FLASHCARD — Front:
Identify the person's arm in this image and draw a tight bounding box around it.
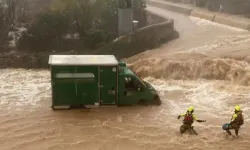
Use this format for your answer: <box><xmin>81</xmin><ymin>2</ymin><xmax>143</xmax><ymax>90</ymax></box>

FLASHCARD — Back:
<box><xmin>177</xmin><ymin>113</ymin><xmax>186</xmax><ymax>119</ymax></box>
<box><xmin>230</xmin><ymin>114</ymin><xmax>237</xmax><ymax>124</ymax></box>
<box><xmin>193</xmin><ymin>114</ymin><xmax>206</xmax><ymax>122</ymax></box>
<box><xmin>192</xmin><ymin>114</ymin><xmax>197</xmax><ymax>121</ymax></box>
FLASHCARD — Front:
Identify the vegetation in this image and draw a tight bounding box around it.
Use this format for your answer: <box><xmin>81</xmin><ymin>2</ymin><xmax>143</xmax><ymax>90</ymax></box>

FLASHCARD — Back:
<box><xmin>17</xmin><ymin>0</ymin><xmax>119</xmax><ymax>52</ymax></box>
<box><xmin>0</xmin><ymin>0</ymin><xmax>16</xmax><ymax>48</ymax></box>
<box><xmin>0</xmin><ymin>0</ymin><xmax>147</xmax><ymax>52</ymax></box>
<box><xmin>0</xmin><ymin>0</ymin><xmax>42</xmax><ymax>51</ymax></box>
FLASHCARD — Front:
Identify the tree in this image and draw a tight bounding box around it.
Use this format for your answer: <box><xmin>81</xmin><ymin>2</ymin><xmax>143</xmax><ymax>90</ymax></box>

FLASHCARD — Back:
<box><xmin>0</xmin><ymin>0</ymin><xmax>16</xmax><ymax>48</ymax></box>
<box><xmin>18</xmin><ymin>0</ymin><xmax>120</xmax><ymax>51</ymax></box>
<box><xmin>17</xmin><ymin>10</ymin><xmax>69</xmax><ymax>51</ymax></box>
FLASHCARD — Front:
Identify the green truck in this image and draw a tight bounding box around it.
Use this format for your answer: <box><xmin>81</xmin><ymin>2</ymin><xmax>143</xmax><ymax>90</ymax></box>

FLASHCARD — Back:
<box><xmin>48</xmin><ymin>55</ymin><xmax>161</xmax><ymax>110</ymax></box>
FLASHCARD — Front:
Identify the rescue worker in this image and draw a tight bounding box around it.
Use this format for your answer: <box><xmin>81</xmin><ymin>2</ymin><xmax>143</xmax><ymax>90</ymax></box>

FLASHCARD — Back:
<box><xmin>177</xmin><ymin>106</ymin><xmax>206</xmax><ymax>134</ymax></box>
<box><xmin>225</xmin><ymin>105</ymin><xmax>244</xmax><ymax>136</ymax></box>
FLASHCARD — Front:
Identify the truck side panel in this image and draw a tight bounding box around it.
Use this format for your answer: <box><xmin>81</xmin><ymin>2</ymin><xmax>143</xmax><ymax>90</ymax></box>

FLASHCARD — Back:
<box><xmin>76</xmin><ymin>66</ymin><xmax>99</xmax><ymax>105</ymax></box>
<box><xmin>51</xmin><ymin>66</ymin><xmax>78</xmax><ymax>106</ymax></box>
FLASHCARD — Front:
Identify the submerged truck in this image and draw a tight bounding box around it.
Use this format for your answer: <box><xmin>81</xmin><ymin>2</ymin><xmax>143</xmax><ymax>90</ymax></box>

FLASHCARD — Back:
<box><xmin>48</xmin><ymin>55</ymin><xmax>161</xmax><ymax>110</ymax></box>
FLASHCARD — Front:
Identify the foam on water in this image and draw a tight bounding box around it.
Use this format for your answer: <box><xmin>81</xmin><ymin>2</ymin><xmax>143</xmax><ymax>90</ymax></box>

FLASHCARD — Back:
<box><xmin>190</xmin><ymin>16</ymin><xmax>247</xmax><ymax>32</ymax></box>
<box><xmin>0</xmin><ymin>69</ymin><xmax>50</xmax><ymax>111</ymax></box>
<box><xmin>182</xmin><ymin>34</ymin><xmax>250</xmax><ymax>53</ymax></box>
<box><xmin>144</xmin><ymin>78</ymin><xmax>250</xmax><ymax>121</ymax></box>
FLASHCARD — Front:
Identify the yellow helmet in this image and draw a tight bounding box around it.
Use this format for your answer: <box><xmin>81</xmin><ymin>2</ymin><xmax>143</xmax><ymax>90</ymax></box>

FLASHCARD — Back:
<box><xmin>188</xmin><ymin>106</ymin><xmax>194</xmax><ymax>112</ymax></box>
<box><xmin>235</xmin><ymin>105</ymin><xmax>241</xmax><ymax>111</ymax></box>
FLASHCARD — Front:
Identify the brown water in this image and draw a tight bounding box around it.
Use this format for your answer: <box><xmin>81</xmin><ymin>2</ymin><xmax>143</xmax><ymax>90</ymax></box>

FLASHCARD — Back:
<box><xmin>1</xmin><ymin>6</ymin><xmax>250</xmax><ymax>150</ymax></box>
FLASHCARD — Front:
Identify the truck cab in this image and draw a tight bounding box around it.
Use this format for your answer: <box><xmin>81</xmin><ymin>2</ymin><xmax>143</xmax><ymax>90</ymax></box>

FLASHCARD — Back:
<box><xmin>118</xmin><ymin>61</ymin><xmax>161</xmax><ymax>105</ymax></box>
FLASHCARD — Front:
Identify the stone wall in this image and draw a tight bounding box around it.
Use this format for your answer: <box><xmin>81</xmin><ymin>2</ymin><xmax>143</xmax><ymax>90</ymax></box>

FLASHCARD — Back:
<box><xmin>94</xmin><ymin>10</ymin><xmax>179</xmax><ymax>59</ymax></box>
<box><xmin>146</xmin><ymin>10</ymin><xmax>167</xmax><ymax>25</ymax></box>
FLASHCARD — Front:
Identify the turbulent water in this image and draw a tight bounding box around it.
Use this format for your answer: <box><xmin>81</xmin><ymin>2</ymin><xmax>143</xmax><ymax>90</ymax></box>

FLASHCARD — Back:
<box><xmin>1</xmin><ymin>6</ymin><xmax>250</xmax><ymax>150</ymax></box>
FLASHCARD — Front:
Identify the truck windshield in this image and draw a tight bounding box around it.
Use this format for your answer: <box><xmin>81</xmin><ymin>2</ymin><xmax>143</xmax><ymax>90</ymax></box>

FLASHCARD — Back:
<box><xmin>132</xmin><ymin>71</ymin><xmax>147</xmax><ymax>87</ymax></box>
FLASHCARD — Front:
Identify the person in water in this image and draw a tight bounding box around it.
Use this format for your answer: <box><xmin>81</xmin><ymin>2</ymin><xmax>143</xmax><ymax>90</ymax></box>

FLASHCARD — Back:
<box><xmin>177</xmin><ymin>106</ymin><xmax>206</xmax><ymax>134</ymax></box>
<box><xmin>225</xmin><ymin>105</ymin><xmax>244</xmax><ymax>136</ymax></box>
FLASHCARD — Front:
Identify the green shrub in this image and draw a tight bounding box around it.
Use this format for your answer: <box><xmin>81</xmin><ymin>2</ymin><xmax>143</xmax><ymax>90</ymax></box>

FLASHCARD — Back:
<box><xmin>18</xmin><ymin>0</ymin><xmax>120</xmax><ymax>52</ymax></box>
<box><xmin>18</xmin><ymin>10</ymin><xmax>69</xmax><ymax>51</ymax></box>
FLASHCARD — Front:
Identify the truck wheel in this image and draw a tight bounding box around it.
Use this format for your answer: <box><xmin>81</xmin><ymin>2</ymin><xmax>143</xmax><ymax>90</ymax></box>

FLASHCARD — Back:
<box><xmin>51</xmin><ymin>105</ymin><xmax>70</xmax><ymax>110</ymax></box>
<box><xmin>137</xmin><ymin>99</ymin><xmax>148</xmax><ymax>106</ymax></box>
<box><xmin>52</xmin><ymin>106</ymin><xmax>56</xmax><ymax>111</ymax></box>
<box><xmin>152</xmin><ymin>95</ymin><xmax>162</xmax><ymax>105</ymax></box>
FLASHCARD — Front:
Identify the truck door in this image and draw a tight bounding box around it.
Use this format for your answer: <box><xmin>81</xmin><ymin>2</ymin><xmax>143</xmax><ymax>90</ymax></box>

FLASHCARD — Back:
<box><xmin>52</xmin><ymin>66</ymin><xmax>78</xmax><ymax>106</ymax></box>
<box><xmin>122</xmin><ymin>76</ymin><xmax>143</xmax><ymax>105</ymax></box>
<box><xmin>100</xmin><ymin>66</ymin><xmax>117</xmax><ymax>105</ymax></box>
<box><xmin>76</xmin><ymin>66</ymin><xmax>99</xmax><ymax>105</ymax></box>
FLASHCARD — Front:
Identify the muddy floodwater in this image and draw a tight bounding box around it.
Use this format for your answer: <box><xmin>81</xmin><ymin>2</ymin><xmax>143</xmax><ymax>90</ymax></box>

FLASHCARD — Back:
<box><xmin>1</xmin><ymin>6</ymin><xmax>250</xmax><ymax>150</ymax></box>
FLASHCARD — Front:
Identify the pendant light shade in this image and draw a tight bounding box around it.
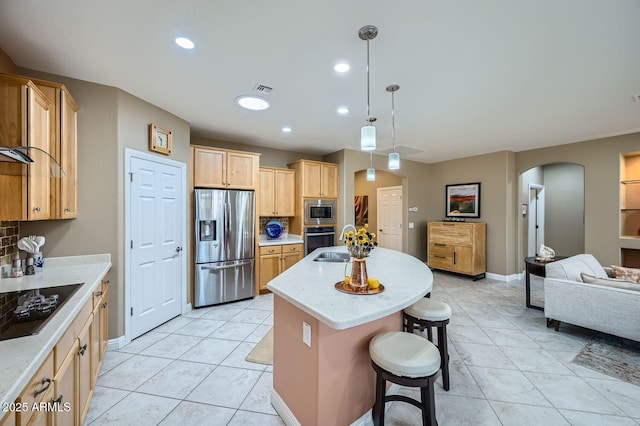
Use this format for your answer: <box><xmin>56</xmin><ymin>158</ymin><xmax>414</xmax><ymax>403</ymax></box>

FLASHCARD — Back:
<box><xmin>388</xmin><ymin>152</ymin><xmax>400</xmax><ymax>170</ymax></box>
<box><xmin>386</xmin><ymin>84</ymin><xmax>400</xmax><ymax>170</ymax></box>
<box><xmin>366</xmin><ymin>167</ymin><xmax>376</xmax><ymax>181</ymax></box>
<box><xmin>359</xmin><ymin>26</ymin><xmax>378</xmax><ymax>151</ymax></box>
<box><xmin>361</xmin><ymin>125</ymin><xmax>376</xmax><ymax>151</ymax></box>
<box><xmin>367</xmin><ymin>152</ymin><xmax>375</xmax><ymax>181</ymax></box>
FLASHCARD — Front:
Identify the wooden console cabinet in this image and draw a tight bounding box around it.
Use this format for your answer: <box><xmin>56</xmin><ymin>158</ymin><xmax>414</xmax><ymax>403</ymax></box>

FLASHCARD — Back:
<box><xmin>428</xmin><ymin>222</ymin><xmax>486</xmax><ymax>280</ymax></box>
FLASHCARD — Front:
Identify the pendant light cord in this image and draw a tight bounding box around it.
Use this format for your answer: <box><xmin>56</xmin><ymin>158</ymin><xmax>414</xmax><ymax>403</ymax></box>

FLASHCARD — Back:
<box><xmin>366</xmin><ymin>39</ymin><xmax>371</xmax><ymax>123</ymax></box>
<box><xmin>391</xmin><ymin>90</ymin><xmax>396</xmax><ymax>152</ymax></box>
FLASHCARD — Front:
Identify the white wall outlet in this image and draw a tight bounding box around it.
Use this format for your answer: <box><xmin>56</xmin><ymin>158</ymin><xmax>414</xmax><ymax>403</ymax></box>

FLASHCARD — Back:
<box><xmin>303</xmin><ymin>321</ymin><xmax>311</xmax><ymax>347</ymax></box>
<box><xmin>409</xmin><ymin>222</ymin><xmax>415</xmax><ymax>229</ymax></box>
<box><xmin>409</xmin><ymin>207</ymin><xmax>418</xmax><ymax>212</ymax></box>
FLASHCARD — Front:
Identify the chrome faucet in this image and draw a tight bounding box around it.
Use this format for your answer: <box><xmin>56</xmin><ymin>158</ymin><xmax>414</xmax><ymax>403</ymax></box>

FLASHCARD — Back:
<box><xmin>339</xmin><ymin>224</ymin><xmax>357</xmax><ymax>241</ymax></box>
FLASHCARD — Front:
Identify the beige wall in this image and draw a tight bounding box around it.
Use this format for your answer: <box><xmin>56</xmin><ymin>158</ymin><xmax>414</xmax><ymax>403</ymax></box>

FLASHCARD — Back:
<box><xmin>328</xmin><ymin>149</ymin><xmax>430</xmax><ymax>260</ymax></box>
<box><xmin>354</xmin><ymin>170</ymin><xmax>403</xmax><ymax>235</ymax></box>
<box><xmin>0</xmin><ymin>48</ymin><xmax>17</xmax><ymax>73</ymax></box>
<box><xmin>427</xmin><ymin>151</ymin><xmax>516</xmax><ymax>275</ymax></box>
<box><xmin>19</xmin><ymin>68</ymin><xmax>191</xmax><ymax>339</ymax></box>
<box><xmin>516</xmin><ymin>132</ymin><xmax>640</xmax><ymax>270</ymax></box>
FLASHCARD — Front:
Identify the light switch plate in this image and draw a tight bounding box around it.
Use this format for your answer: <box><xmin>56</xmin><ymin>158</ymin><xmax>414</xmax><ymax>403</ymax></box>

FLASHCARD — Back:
<box><xmin>409</xmin><ymin>222</ymin><xmax>415</xmax><ymax>229</ymax></box>
<box><xmin>303</xmin><ymin>322</ymin><xmax>311</xmax><ymax>347</ymax></box>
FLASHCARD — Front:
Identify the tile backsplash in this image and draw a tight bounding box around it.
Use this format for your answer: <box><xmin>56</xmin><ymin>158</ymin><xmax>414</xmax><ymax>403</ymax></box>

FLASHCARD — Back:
<box><xmin>0</xmin><ymin>221</ymin><xmax>19</xmax><ymax>266</ymax></box>
<box><xmin>259</xmin><ymin>217</ymin><xmax>289</xmax><ymax>237</ymax></box>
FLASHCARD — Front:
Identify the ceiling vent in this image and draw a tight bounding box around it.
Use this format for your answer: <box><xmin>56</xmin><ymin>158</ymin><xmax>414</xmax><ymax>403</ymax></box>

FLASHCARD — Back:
<box><xmin>253</xmin><ymin>84</ymin><xmax>273</xmax><ymax>94</ymax></box>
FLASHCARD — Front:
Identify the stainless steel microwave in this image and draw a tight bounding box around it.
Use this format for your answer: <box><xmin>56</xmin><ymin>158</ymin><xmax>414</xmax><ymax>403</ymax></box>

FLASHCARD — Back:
<box><xmin>304</xmin><ymin>199</ymin><xmax>336</xmax><ymax>225</ymax></box>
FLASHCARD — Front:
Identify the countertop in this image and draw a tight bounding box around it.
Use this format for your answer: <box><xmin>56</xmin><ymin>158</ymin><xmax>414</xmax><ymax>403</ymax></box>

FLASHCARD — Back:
<box><xmin>259</xmin><ymin>234</ymin><xmax>303</xmax><ymax>247</ymax></box>
<box><xmin>0</xmin><ymin>254</ymin><xmax>112</xmax><ymax>407</ymax></box>
<box><xmin>267</xmin><ymin>246</ymin><xmax>432</xmax><ymax>330</ymax></box>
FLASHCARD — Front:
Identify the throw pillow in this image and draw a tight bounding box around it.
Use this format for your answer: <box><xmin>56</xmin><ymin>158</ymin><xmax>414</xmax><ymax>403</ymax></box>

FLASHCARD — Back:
<box><xmin>581</xmin><ymin>273</ymin><xmax>640</xmax><ymax>292</ymax></box>
<box><xmin>611</xmin><ymin>265</ymin><xmax>640</xmax><ymax>284</ymax></box>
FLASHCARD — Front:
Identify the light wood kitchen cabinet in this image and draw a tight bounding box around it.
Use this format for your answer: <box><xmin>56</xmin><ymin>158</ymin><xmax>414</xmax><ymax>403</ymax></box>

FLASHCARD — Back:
<box><xmin>0</xmin><ymin>410</ymin><xmax>15</xmax><ymax>426</ymax></box>
<box><xmin>258</xmin><ymin>243</ymin><xmax>304</xmax><ymax>290</ymax></box>
<box><xmin>53</xmin><ymin>336</ymin><xmax>77</xmax><ymax>426</ymax></box>
<box><xmin>427</xmin><ymin>221</ymin><xmax>486</xmax><ymax>280</ymax></box>
<box><xmin>288</xmin><ymin>160</ymin><xmax>338</xmax><ymax>199</ymax></box>
<box><xmin>31</xmin><ymin>78</ymin><xmax>79</xmax><ymax>219</ymax></box>
<box><xmin>192</xmin><ymin>145</ymin><xmax>260</xmax><ymax>189</ymax></box>
<box><xmin>15</xmin><ymin>352</ymin><xmax>54</xmax><ymax>426</ymax></box>
<box><xmin>0</xmin><ymin>73</ymin><xmax>51</xmax><ymax>221</ymax></box>
<box><xmin>259</xmin><ymin>167</ymin><xmax>295</xmax><ymax>216</ymax></box>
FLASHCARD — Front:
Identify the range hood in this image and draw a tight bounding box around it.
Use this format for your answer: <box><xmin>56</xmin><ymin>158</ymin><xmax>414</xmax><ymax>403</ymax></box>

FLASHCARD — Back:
<box><xmin>0</xmin><ymin>146</ymin><xmax>64</xmax><ymax>177</ymax></box>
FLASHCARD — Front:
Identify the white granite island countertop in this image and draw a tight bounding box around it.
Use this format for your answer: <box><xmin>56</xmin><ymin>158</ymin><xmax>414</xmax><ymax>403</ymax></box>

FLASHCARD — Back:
<box><xmin>0</xmin><ymin>254</ymin><xmax>112</xmax><ymax>408</ymax></box>
<box><xmin>267</xmin><ymin>246</ymin><xmax>432</xmax><ymax>330</ymax></box>
<box><xmin>258</xmin><ymin>234</ymin><xmax>303</xmax><ymax>247</ymax></box>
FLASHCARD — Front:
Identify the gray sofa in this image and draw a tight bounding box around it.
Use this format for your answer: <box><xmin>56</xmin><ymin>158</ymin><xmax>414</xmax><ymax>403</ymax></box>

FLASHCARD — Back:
<box><xmin>543</xmin><ymin>254</ymin><xmax>640</xmax><ymax>342</ymax></box>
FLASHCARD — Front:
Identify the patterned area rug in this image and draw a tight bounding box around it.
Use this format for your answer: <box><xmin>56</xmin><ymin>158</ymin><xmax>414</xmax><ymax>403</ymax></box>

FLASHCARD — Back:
<box><xmin>572</xmin><ymin>333</ymin><xmax>640</xmax><ymax>386</ymax></box>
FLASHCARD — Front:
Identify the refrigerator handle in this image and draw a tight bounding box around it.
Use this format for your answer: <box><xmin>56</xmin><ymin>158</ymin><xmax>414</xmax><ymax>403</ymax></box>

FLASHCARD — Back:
<box><xmin>201</xmin><ymin>259</ymin><xmax>252</xmax><ymax>271</ymax></box>
<box><xmin>225</xmin><ymin>198</ymin><xmax>231</xmax><ymax>259</ymax></box>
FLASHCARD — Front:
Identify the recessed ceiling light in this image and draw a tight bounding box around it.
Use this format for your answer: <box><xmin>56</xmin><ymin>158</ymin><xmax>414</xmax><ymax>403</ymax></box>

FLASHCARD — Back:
<box><xmin>337</xmin><ymin>106</ymin><xmax>350</xmax><ymax>115</ymax></box>
<box><xmin>282</xmin><ymin>126</ymin><xmax>292</xmax><ymax>133</ymax></box>
<box><xmin>174</xmin><ymin>36</ymin><xmax>195</xmax><ymax>49</ymax></box>
<box><xmin>334</xmin><ymin>63</ymin><xmax>350</xmax><ymax>73</ymax></box>
<box><xmin>235</xmin><ymin>95</ymin><xmax>270</xmax><ymax>111</ymax></box>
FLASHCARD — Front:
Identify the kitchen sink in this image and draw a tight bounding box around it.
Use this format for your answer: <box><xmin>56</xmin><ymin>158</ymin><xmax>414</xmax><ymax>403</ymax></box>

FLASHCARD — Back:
<box><xmin>313</xmin><ymin>252</ymin><xmax>351</xmax><ymax>262</ymax></box>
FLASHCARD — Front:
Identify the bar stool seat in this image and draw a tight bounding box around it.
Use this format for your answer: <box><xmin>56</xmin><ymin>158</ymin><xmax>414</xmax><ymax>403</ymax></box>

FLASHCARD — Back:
<box><xmin>369</xmin><ymin>331</ymin><xmax>440</xmax><ymax>425</ymax></box>
<box><xmin>403</xmin><ymin>298</ymin><xmax>451</xmax><ymax>391</ymax></box>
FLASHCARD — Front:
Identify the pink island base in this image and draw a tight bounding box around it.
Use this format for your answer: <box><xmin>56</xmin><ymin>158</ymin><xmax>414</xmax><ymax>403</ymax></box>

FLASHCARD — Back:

########

> [Exercise instructions]: Find each line in the data above with the word "island", then copy it.

> [Response to the task]:
Identify the white granite island countertop in this image and draw a tight bounding box around it.
Identify the pink island base in this image and draw a tight bounding box around it.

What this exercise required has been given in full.